Qualquer análise sobre a economia brasileira precisa levar em conta a situação internacional. E há pelo menos quatro pontos obscuros no cenário global.
Ponto 1 – o lucro sem prosperidade das grandes corporações
Historicamente, o lucro foi associado ao crescimento e à prosperidade. Mais lucros significava mais investimentos e mais capacidade instalada na economia.
A era da “prosperidade sustentável” foi do fim da Segunda Guerra aos anos 70. Havia a retenção e reinvestimentos dos lucros, permitindo aumentar a capacidade das empresas, a qualificação dos funcionários, tornando-as mais competitivas. Esse modelo começou a ruir em fins dos anos 70, promovendo dois fenômenos simultâneos: instabilidade do emprego e desigualdade da renda.
Nos EUA, desde a primeira metade da década de 90, a remuneração dos principais executivos dobrou ou triplicou. E os lucros passaram a ser apropriados preferencialmente por eles e pelos acionistas.
Essa política veio no rastro de novos conceitos que visavam asfaltar o caminho das grandes corporações. Na área da concorrência, a ideia de que a concentração permitia ganhos de escala que beneficiavam, em última instância, o consumidor.
Na apropriação dos lucros a ideia de privilegiar o acionista, por ser ele o único que correria riscos, apostando na companhia, e dos executivos, em um momento em que os CEOs passam a substituir as famílias no comando das grandes corporações.
Assim como os consumidores não foram beneficiados pela cartelização global, na distribuição dos lucros das empresas ignorava-se o contribuinte, que ajuda a bancar as agências regulatórias, a infraestrutura e os investimentos em ciência e tecnologia; e os trabalhadores, que apostam na empresa desenvolvendo sua capacidade através de uma carreira. Ambos seriam contemplados se os lucros fossem reinvestidos na melhoria das empresas e do nível dos trabalhadores.
Esses pontos são lembrados por William Lazonick, em estudo publicado na Harvard Business Review.
Nos EUA, diz ele, 0,1% da população, onde se incluem os executivos, se apropria de quase todos os ganhos da renda das empresas. Os sistemas de participação em resultados privilegiam o curto prazo, a redução de custos, o desinvestimento em todas as políticas de médio e longo prazo – capital humano, inovação, investimento em imagem etc.
Um dos instrumentos mais perniciosos é o da recompra das ações pela própria empresa, aproveitando a fase de juros baixos.Leia também: Na tragédia de Minas, o descaso da administração encontra os efeitos da mudança climática
As 450 empresas do índice S&P 500 de 2003 a 2012 usaram 54% de seus lucros – total de US$ 2,4 trilhões – para recompra das próprias ações das companhias no mercado. Outros 37% foram pagos em dividendos. Menos de 10% foram aplicados em investimentos produtivos ou em melhoria dos salários.

Dados de origem —
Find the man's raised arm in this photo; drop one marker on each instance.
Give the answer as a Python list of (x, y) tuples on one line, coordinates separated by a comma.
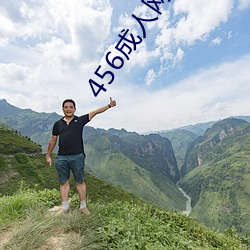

Pedido —
Você pode dar sequência ao texto sobre o lucro das grandes corporações, começando logo após a última frase apresentada? A listagem é um material à parte, independente do texto.

Resposta da tarefa —
Nos dois casos, a estratégia é motivada pelo interesse direto dos executivos, cuja maior parte da remuneração é baseada em ações da companhia. E recompras melhoram as cotações dos papéis.
Em 2012, os 500 executivos mais bem remunerados receberam, em média, US$ 30,3 milhões cada. 42% desse total vieram de ações de ações e 41% de prêmios de ações.
Recomprando as ações, aumentam seus preços, os ganhos dos executivos e, ao menos temporariamente, permite as empresas atingir as metas de lucro por ações trimestrais.
Mas houve o fechamento maciço de plantas, o fim da carreira do colarinho branco na mesma empresa, o enfraquecimento dos sindicatos
Hoje em dia, a saúde econômica dos EUA depende de legislações que controle as recompras de ações e os salários dos executivos. Especialmente após 1991, quando a SEC permitiu a venda imediata das ações recebidas por eles.
Esse modelo trouxe consequências complexas. A primeira, a enorme concentração de renda no período. A segunda, a precarização do emprego, despertando reações nacionalistas em vários países. A terceira, a perda de dinamismo das economias centrais.
É nesse quadro, de prazo longo, que surge o fantasma atual, de nova desaceleração da economia mundial.
Peça 2 – os riscos da desaceleração da economia global
Países podem entrar em recessão. Economia global, não. Quando um grupo de países cai, sempre há a possibilidade de outro grupo de países segurando a queda. E o principal indicador dessa processo contra cíclico é o comércio mundial.
As últimas estimativas do FMI indicam que o PIB mundial cresceu apenas 2,9% em 2019 – o pior desempenho desde a crise de 2008 e abaixo do ritmo de 3,8% ao ano do pós-crise no período 2010-2018.Leia também: Clipping do dia
Aceita-se que a recessão global se dá quando o crescimento cai abaixo de 2,5% ao ano. A faixa entre 2,5% a 3,5% ao ano é considerada zona de perigo. Portanto, apenas 0,4 ponto separa o PIB global do risco de recessão.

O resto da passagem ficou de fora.